DATA EXTRACT
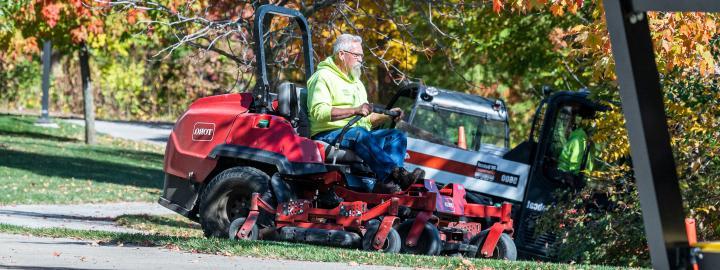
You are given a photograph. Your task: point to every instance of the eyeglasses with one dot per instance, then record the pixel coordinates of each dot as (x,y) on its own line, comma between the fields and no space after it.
(357,55)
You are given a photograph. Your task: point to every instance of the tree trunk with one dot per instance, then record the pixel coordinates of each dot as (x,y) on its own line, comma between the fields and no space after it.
(47,62)
(88,107)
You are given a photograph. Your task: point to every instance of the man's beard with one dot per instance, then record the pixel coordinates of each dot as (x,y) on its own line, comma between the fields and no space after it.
(356,71)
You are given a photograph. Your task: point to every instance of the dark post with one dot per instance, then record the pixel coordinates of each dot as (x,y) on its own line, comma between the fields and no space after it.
(652,158)
(87,94)
(47,65)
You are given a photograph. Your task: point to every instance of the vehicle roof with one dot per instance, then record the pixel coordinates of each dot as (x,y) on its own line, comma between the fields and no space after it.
(466,103)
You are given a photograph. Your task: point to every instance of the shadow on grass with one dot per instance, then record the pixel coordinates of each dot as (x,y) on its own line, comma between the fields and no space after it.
(132,154)
(36,135)
(160,220)
(83,168)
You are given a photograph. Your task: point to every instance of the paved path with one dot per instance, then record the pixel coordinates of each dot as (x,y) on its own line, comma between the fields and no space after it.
(146,132)
(77,216)
(29,252)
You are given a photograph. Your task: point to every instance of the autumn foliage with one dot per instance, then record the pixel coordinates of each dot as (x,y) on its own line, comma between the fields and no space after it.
(500,48)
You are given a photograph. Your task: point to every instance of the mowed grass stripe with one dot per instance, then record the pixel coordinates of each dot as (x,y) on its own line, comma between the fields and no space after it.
(47,165)
(288,251)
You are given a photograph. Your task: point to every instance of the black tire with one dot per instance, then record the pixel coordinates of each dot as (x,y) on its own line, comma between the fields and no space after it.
(429,242)
(228,197)
(392,242)
(235,227)
(505,248)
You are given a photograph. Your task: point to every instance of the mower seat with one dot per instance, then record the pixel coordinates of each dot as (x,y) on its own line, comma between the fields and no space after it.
(339,155)
(292,104)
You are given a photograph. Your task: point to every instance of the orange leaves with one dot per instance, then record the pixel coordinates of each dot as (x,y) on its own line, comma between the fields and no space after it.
(498,6)
(682,41)
(51,13)
(557,7)
(79,34)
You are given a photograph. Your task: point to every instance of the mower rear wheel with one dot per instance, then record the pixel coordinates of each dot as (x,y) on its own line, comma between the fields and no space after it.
(429,242)
(505,248)
(228,196)
(235,227)
(392,242)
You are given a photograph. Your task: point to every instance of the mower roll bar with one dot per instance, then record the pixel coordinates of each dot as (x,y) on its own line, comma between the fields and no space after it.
(262,87)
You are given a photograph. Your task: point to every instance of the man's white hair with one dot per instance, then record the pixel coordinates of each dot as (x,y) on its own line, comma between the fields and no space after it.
(344,42)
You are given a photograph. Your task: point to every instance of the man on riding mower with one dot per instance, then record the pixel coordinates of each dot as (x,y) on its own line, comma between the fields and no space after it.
(335,95)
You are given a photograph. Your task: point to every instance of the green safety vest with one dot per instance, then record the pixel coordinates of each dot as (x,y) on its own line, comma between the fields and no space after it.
(573,152)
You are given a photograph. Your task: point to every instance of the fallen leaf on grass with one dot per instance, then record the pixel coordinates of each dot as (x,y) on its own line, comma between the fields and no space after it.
(172,247)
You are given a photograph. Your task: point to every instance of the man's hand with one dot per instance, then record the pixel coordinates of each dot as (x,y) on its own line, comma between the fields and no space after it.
(399,117)
(365,109)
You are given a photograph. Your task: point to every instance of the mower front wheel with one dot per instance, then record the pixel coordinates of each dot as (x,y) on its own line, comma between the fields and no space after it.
(505,248)
(228,197)
(429,242)
(392,242)
(235,227)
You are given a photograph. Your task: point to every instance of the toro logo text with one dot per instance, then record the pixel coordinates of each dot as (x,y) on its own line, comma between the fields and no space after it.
(203,131)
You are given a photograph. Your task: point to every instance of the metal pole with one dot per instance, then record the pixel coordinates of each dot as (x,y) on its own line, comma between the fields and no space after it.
(89,107)
(652,157)
(47,64)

PROBLEM DESCRIPTION
Return the listing unchanged except for the pictures, which should be dropped.

EXERCISE RESULT
You are given a photograph. Your task: point to every instance of the eyeglasses with one dot per instance, then record the pixel coordinates of each dot as (x,y) on its own line, comma between the fields and no space after it.
(357,55)
You are given a photograph. Your task: point to every instance of the tree trunk with one dot per instance, then record the pixel coordinates of each dot as (x,y) on its own line, comma between the fields and no space after it.
(47,62)
(88,107)
You are given a photograph. Your task: point to every instance of the man's beard with one dot per instance, then record the pixel coordinates of each dot as (x,y) on its own line, comma between the fields and no space after it.
(356,71)
You are given a photograph. Your task: point to every instance of the dark post with one dot per instance, then record the pixel coordinates of each dot as (x,y) on its own line, comma between the fields and no space after it.
(652,158)
(87,94)
(47,65)
You are given a photograph. Your task: point to every instance of the vehicle roof with one dot per instance, then record the pixel coordinates of each dot as (x,y) on its own line, comma between the fields and no space after it.
(466,103)
You are given a photograph. Your task: point to every instance of the shadow on grass with one dot per instance, then record the pixel coordinates of each dot as (x,y) on its own line, comma between the fields and no space after it.
(132,154)
(36,135)
(160,220)
(83,168)
You are given a photograph. Your task: point to every instance of the paved path with one dot per instance, then record the pixel coordinates of each dot as (x,y) on its own line, comma between the fields and no space after it.
(146,132)
(77,216)
(29,252)
You are given a photograph. Your task: point to every instance of the autumn foliage with one dot per instance, then record the pixel coordinates of each dot as (x,y) on its own line, comma between the fields and no space after it.
(500,48)
You are given a photograph. Your task: point to every instance of the mowed grass stripe with one dot per instance, then record the pixel coordinates of each dot as (x,y) on its own line, comma between the fields and no space after it.
(47,165)
(288,251)
You are given a photograph. Your task: point to every instance of the black tire with one dot per instance, then record the pixel coordinates of each dot as (x,y) on its own line, comma between the fields and no space after it.
(429,242)
(228,197)
(392,242)
(235,227)
(505,248)
You are given a photograph. Your task: point to every instance of the mower seat with one dot per instance, then record the pixel coordinates of each dot as (x,y) on its own line, comma between the fields and no space after it.
(339,155)
(292,104)
You are given a photograph. Your task: point to every instance of the orange leaves with one dot per instance, then record the pixel coordinates of each dot as (x,y) on its own line, comma between the fields and no space after it.
(498,6)
(682,41)
(51,13)
(557,7)
(79,34)
You are given a photograph. Your task: point to every instance of the mower rear wheel with one dot per instance, then record the pixel coordinates of each dot as (x,y) on its own line, comma between the fields and no space after it.
(429,242)
(505,248)
(228,196)
(235,227)
(392,242)
You are given a photograph. Your task: point to every instance of the mower roll bar with one dot per instance, then record the pixel coordinates of each dot as (x,y) on its own line, comma between the fields and no space after it.
(262,87)
You are given a photograph. Your task: point to every instance of the man's white hair with one dot per instance, then record the pixel coordinates of each dot as (x,y) on its own line, comma between the fields and no space after it.
(344,42)
You are given a photograph. Your task: point to every instance of the man on riding mower with one dot per instance, then record the pixel coordinates of each dot as (x,y) on its own line, comma between the fields and no space after it.
(335,95)
You are given a photograph. Your task: point to every instance of the green safety vest with one dot per instance, then record the pixel coordinates of each dot as (x,y) on its own line, comma between the fields and no space after it.
(573,152)
You are given a photograph. Your task: point to every instance of the fallen leaf on grass with one dot per instance, then record the pixel coordinates of each dot as (x,y) on its own line, comma between the fields and no space after it.
(172,247)
You are given a photograph. Your task: point to every instance of the man's hand with one dot per instance, then record the pixel coordinates of each dot as (x,y) on its own line, comma between the fields and no space after it.
(399,117)
(365,109)
You are given a photograph. Your task: point to every instance of the mower front wheel with one dot per instance, then record the pixel coordinates of each dot as (x,y) on its own line, comma between the fields and no space after it.
(505,248)
(228,197)
(429,242)
(392,242)
(235,227)
You are given a photograph. Your task: point to every instance of the toro logo text with one dot per instance, then record the pixel coordinates of each dot as (x,y) on its own line, comma between the fields and no space after it.
(203,131)
You are given a photograph. Your task: point to every instance of the metal pole with one dot per instance, then record the pixel coordinates of each dot as (x,y) on its own line, comma between the fields and no space after it.
(89,107)
(652,157)
(47,64)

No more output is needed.